** start of Available records **

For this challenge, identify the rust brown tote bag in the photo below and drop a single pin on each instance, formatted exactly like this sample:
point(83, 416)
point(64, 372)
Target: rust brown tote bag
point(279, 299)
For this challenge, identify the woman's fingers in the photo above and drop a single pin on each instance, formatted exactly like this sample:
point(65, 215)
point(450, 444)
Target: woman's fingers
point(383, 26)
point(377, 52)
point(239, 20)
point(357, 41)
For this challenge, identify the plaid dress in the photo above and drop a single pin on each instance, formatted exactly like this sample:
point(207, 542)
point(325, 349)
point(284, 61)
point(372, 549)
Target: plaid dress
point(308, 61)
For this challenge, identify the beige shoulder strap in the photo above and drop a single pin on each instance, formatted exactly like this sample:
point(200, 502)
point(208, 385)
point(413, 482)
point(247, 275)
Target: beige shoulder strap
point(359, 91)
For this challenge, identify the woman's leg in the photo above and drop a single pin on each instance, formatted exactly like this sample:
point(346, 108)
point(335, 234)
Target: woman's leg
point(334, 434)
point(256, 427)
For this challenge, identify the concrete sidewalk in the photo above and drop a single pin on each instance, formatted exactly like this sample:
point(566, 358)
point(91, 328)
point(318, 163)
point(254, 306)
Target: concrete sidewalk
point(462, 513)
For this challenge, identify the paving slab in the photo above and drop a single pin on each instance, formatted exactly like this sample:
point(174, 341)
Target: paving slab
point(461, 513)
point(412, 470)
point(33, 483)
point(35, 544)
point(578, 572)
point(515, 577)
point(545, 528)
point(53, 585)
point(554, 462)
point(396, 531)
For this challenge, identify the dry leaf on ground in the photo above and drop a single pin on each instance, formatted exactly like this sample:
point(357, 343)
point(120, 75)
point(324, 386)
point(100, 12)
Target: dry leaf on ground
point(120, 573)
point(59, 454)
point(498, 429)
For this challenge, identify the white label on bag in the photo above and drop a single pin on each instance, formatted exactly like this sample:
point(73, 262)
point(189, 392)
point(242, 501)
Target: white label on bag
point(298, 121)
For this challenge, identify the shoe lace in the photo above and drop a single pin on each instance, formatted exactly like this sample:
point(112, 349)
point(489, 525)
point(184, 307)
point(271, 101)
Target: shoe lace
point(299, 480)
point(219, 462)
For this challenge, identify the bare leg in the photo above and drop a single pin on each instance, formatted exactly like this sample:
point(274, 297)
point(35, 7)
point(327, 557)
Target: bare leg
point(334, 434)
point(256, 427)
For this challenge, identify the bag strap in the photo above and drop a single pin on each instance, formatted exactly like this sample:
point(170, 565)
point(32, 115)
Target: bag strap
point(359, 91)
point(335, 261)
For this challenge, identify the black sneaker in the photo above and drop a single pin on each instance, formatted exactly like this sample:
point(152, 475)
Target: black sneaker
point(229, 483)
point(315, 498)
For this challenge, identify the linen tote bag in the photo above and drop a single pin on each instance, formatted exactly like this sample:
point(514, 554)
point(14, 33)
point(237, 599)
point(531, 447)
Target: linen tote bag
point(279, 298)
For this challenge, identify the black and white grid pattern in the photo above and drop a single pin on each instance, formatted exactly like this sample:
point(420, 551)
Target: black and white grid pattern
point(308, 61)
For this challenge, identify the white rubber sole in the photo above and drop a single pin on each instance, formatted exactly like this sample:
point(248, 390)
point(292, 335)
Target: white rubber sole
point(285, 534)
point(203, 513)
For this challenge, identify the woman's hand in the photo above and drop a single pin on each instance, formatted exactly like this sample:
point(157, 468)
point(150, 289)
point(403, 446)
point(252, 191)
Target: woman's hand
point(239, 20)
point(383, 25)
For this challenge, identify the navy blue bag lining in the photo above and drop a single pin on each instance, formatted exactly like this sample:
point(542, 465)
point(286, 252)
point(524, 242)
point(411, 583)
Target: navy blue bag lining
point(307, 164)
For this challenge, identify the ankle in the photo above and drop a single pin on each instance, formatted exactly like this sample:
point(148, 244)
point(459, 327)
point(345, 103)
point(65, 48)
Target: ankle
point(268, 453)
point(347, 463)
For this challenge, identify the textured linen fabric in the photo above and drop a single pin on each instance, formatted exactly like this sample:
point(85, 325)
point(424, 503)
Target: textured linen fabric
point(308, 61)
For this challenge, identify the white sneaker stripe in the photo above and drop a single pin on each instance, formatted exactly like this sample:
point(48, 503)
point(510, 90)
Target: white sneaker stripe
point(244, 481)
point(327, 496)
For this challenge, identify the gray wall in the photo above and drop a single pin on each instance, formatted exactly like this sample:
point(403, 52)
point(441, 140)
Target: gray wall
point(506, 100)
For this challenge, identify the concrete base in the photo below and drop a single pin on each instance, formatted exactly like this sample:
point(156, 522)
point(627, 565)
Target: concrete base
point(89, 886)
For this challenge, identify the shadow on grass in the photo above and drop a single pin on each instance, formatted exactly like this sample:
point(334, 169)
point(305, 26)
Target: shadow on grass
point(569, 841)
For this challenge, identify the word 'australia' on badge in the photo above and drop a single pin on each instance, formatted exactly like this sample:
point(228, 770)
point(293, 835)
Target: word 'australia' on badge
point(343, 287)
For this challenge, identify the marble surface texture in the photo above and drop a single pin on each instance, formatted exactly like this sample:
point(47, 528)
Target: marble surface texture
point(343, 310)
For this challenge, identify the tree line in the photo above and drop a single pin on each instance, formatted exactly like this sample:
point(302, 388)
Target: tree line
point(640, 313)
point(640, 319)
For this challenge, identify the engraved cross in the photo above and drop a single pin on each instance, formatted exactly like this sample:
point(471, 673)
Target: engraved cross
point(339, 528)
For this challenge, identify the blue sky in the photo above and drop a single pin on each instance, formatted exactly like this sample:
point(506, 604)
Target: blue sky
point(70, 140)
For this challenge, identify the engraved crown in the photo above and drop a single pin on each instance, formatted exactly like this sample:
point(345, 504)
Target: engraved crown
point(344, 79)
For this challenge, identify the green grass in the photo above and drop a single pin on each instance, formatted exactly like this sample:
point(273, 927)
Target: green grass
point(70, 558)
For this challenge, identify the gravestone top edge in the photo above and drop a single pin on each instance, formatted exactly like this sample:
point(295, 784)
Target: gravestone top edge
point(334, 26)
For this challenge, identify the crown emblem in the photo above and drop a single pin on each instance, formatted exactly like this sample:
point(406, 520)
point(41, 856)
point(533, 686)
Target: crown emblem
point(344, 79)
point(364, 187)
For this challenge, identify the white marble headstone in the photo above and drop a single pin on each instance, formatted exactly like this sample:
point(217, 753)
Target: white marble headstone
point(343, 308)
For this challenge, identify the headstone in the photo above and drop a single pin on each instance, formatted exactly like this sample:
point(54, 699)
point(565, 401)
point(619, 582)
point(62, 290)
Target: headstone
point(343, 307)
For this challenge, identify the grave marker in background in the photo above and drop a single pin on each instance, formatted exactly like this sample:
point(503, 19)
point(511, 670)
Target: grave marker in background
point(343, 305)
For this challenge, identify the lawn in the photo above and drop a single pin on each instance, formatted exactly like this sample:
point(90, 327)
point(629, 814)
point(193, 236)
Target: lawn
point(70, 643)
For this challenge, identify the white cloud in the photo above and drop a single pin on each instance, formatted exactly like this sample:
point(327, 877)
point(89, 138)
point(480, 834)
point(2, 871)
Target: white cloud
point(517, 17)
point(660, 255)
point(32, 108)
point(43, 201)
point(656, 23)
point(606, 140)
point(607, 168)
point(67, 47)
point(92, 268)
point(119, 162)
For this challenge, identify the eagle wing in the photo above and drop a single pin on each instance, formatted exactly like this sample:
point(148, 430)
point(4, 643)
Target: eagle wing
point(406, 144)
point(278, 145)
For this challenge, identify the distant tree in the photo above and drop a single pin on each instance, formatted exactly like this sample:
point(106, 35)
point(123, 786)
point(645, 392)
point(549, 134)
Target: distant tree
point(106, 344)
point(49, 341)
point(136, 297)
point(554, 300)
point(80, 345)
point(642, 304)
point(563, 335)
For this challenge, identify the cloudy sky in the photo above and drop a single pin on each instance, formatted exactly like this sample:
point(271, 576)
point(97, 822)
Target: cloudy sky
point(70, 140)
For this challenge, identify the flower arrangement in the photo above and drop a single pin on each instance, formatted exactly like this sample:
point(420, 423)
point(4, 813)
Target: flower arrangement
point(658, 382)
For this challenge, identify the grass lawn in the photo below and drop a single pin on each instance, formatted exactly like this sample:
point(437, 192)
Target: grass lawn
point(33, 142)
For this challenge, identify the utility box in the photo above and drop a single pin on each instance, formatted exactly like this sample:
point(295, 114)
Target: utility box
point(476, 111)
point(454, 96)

** end of Available records **

Written problem: Reproduce the stretch of lines above from the line containing "For this challenge, identify the crown" through the line containing "point(119, 162)", requests included, offsetting each coordinate in the answer points by 51 and leaving the sample points in the requests unchanged.

Written answer:
For this challenge, identify the crown emblem in the photo above and drop a single pin on each instance, formatted exactly like this sample:
point(406, 520)
point(41, 856)
point(533, 686)
Target: crown emblem
point(395, 130)
point(415, 238)
For this challenge, identify the white marble headstone in the photo above and drop a single pin on each instance, formatted exactly like this sample:
point(217, 753)
Target: white marble headstone
point(394, 359)
For this challenge, identify the headstone in the photo above and drop a single pin on each instance, formatted exactly like this sample:
point(54, 699)
point(565, 401)
point(619, 582)
point(62, 290)
Target: headstone
point(394, 358)
For this challenge, identify the grave marker in background in the photo above and drop a single pin on each instance, formatted exactly like this sample:
point(503, 19)
point(511, 670)
Target: grave marker in background
point(394, 356)
For this challenge, identify the lawn in the photo above and drop a single pin on each instance, formatted exactly like this sample:
point(90, 327)
point(629, 814)
point(193, 236)
Target: lawn
point(121, 694)
For this challenge, identify the white cloud in the photo above and drop a single pin on each instance, formatted exactly like this sample:
point(327, 877)
point(89, 138)
point(480, 834)
point(2, 871)
Target: white cloud
point(568, 68)
point(711, 306)
point(83, 159)
point(94, 252)
point(707, 74)
point(657, 191)
point(658, 219)
point(118, 98)
point(143, 319)
point(170, 213)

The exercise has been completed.